• [What needs to be done]
Needed from the data below: every line from the one with "goalkeeper jersey in this photo." up to and including the one with "sign in this photo.", repeated exactly and with nothing else.

• [Listed entries]

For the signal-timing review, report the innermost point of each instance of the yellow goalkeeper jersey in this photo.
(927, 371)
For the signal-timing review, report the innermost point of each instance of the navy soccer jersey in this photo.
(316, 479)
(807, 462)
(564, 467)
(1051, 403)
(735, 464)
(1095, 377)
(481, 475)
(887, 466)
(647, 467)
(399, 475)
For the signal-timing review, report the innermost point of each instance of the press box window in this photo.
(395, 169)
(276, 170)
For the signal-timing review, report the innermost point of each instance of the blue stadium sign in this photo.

---

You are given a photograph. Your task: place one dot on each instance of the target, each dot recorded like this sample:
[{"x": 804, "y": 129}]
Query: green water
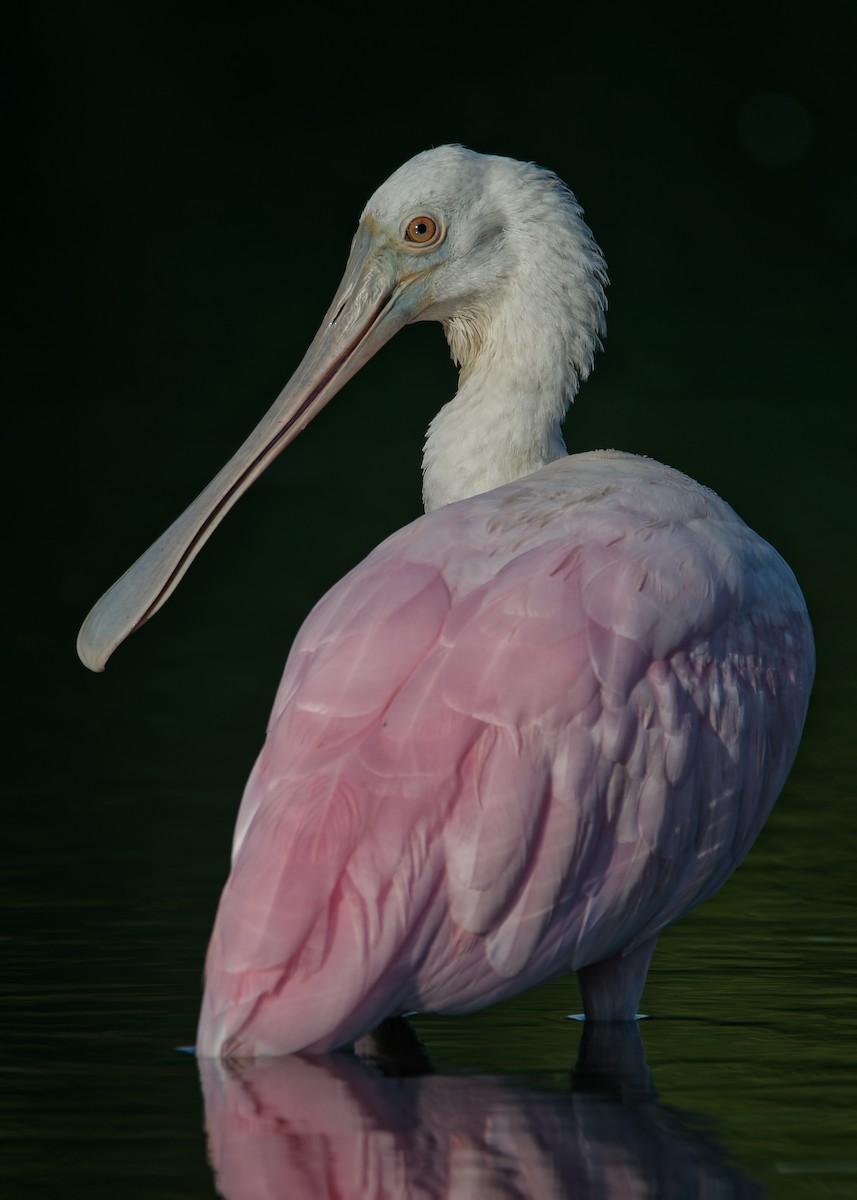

==

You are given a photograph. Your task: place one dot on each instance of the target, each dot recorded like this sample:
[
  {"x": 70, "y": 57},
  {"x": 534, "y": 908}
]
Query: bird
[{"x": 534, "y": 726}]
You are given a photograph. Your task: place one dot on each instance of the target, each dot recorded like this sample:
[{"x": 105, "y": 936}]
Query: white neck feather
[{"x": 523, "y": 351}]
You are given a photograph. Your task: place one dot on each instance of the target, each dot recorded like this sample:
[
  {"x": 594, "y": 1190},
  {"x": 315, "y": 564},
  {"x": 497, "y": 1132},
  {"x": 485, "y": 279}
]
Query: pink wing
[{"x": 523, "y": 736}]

• [Output below]
For the signal-timing review, report the innermost point of each instance of the yellow goalkeeper jersey in this photo.
(927, 371)
For the signal-timing review, report the innermost point of each instance of the navy soccer jersey in this photo.
(316, 479)
(807, 462)
(564, 467)
(1051, 403)
(735, 464)
(1095, 377)
(481, 475)
(887, 466)
(647, 467)
(399, 475)
For the signal-timing review, report the innermost point of each instance of the press box window in this photo.
(395, 169)
(276, 170)
For the signal-timing review, report the innermost point of each instance of the blue stadium sign in this photo.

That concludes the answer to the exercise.